◆ **What is required**: Reproduce every record exactly as written.

◆ **Available data**:
- - - - - - -
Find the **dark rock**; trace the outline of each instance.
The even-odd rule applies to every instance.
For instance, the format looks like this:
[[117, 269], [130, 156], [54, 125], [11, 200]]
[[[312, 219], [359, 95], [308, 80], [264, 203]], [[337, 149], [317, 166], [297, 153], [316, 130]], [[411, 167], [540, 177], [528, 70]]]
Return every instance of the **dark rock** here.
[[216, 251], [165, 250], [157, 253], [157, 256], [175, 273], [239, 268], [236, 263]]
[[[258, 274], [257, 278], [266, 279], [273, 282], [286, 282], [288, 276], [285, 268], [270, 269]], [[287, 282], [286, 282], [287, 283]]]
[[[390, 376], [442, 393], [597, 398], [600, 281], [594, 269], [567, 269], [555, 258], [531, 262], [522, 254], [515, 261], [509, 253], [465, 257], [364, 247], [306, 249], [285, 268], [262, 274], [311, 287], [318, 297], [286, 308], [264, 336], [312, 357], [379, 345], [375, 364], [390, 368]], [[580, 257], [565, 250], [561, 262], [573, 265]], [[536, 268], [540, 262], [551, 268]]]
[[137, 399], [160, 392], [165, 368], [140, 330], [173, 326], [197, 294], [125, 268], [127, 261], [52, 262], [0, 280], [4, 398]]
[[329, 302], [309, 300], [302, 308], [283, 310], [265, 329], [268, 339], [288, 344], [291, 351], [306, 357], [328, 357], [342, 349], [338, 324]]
- - - - - - -
◆ **Solution**:
Find the **dark rock**; trace the outline of each instance.
The even-odd rule applies to every instance.
For instance, the format looks like this:
[[117, 269], [130, 156], [54, 125], [11, 200]]
[[[312, 219], [359, 95], [308, 80], [264, 203]], [[337, 149], [317, 166], [297, 153], [316, 130]], [[411, 167], [540, 177], [528, 70]]]
Return every instance of the **dark rock** here.
[[216, 251], [165, 250], [157, 253], [157, 256], [175, 273], [239, 268], [236, 263]]
[[[258, 274], [257, 278], [266, 279], [273, 282], [286, 282], [288, 276], [285, 268], [270, 269]], [[287, 282], [286, 282], [287, 283]]]
[[[390, 376], [442, 393], [597, 398], [600, 281], [594, 269], [567, 269], [555, 258], [531, 262], [522, 254], [515, 261], [509, 253], [465, 257], [364, 247], [306, 249], [285, 268], [262, 274], [311, 287], [318, 297], [286, 308], [264, 336], [312, 357], [379, 345], [375, 364], [390, 368]], [[580, 257], [565, 250], [561, 262], [573, 265]], [[536, 268], [540, 262], [551, 268]]]
[[137, 399], [160, 392], [165, 368], [140, 330], [173, 326], [197, 294], [125, 268], [127, 261], [52, 262], [0, 280], [4, 398]]
[[329, 302], [309, 300], [302, 308], [283, 310], [265, 329], [268, 339], [288, 344], [291, 351], [306, 357], [328, 357], [342, 349], [338, 324]]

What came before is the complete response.